**AIM OF THE TASK**
In the BIG newsletter excerpt below, how often does the author want to email readers at most?

**SELECTED EXCERPT**
Welcome to BIG, a newsletter on the politics of monopoly power. If you’d like to sign up to receive issues over email, you can do so here.
This week I’ve written three different stories, each of which has a common theme. The old guard is fighting back against anti-monopolists, and this dynamic is slowing down a necessary change in our politics. The result of this stagnation, for the last fifteen years, has been voter rage at the party in power.
I’ll do a quick summary of each story, and then link to them in case you want more info. As a logistical note, I don’t want to email you more than once a week, so I often publish stories on the BIG home page without sending them over email. Paid subscribers get more email, so if that’s what you want, you can sign up to become one here.
In 2006, 2008, 2010, 2014, 2016, 2018, 2020, and likely 2022, voters chose to vote the incumbent party out of office. American politics these days is a series of elections in which the winner is usually ‘throw the bums out.’ As the Biden administration falls apart in the face of voter rage - like every other administration since that of George W. Bush - it’s worth considering the basic bureaucratic dynamic at work.
Let’s start with the realignment that wasn’t. My political education came from working in Congress during the financial crisis, and watching Barack Obama, clothed with authority granted by the public in the election of 2008, use that authority to destroy the lives of tens of millions of people with policy decisions around housing and financial power. More surprising than the underlying policy choices was that Democrats mostly didn’t notice what their party did. Even today, you can ask most Democrats about their responsibility for the foreclosure crisis, and they will act puzzled, as if people losing their homes to banks had anything to do with the Democratic leaders who made the choice to cause them to lose those homes to banks. It’s a bizarre thing, this failure to notice that there is a government and they are in charge of it.

**SUPPLIED DATA**
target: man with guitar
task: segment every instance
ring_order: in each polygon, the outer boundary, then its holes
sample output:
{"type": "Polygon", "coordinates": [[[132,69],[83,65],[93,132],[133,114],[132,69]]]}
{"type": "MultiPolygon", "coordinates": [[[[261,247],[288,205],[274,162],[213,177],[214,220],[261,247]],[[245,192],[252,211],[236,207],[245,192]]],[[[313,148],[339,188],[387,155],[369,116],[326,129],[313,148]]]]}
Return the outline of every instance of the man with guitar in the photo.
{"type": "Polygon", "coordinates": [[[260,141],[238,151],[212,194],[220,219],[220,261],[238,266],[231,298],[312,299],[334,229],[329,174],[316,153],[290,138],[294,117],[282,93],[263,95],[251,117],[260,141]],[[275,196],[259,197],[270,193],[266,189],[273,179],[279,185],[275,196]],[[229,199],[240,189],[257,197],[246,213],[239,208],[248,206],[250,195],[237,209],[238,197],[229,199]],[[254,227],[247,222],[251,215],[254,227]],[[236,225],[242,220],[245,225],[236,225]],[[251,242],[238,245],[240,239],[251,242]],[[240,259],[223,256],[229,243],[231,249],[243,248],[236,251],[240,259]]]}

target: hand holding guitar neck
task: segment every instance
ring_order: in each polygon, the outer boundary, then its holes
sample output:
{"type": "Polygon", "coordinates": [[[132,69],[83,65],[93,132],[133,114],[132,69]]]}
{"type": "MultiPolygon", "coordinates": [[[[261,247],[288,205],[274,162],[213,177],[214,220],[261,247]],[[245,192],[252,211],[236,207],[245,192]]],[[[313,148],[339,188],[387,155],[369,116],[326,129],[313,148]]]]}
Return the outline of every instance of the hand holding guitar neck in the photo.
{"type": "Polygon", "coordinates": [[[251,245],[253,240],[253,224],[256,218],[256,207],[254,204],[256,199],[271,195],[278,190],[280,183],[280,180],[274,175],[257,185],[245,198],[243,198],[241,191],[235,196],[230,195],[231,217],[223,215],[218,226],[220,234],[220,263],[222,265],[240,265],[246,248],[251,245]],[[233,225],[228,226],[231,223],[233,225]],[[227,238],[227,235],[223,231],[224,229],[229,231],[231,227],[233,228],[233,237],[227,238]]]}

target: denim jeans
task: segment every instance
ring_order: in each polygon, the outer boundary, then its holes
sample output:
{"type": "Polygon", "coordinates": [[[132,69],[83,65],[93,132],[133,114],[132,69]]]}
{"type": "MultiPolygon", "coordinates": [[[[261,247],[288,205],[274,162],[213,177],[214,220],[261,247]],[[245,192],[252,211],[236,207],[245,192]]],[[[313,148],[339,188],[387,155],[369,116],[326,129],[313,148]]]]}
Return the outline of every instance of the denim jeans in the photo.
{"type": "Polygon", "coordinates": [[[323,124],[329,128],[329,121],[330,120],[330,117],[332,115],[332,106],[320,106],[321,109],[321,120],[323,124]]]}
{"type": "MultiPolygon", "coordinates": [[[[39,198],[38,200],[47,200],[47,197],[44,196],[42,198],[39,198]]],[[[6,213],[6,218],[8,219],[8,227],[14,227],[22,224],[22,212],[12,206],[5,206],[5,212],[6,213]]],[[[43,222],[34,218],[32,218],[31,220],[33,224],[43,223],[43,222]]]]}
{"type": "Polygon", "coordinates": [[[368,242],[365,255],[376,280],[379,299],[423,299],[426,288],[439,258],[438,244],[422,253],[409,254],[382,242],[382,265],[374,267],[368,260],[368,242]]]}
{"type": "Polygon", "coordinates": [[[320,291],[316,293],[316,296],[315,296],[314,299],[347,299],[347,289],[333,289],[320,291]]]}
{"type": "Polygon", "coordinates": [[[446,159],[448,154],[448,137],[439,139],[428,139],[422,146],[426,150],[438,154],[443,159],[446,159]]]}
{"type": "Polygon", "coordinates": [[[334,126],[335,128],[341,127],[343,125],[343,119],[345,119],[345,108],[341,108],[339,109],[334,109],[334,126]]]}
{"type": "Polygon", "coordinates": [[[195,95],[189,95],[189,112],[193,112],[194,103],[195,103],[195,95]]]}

**WRITTEN SOLUTION**
No more than once a week.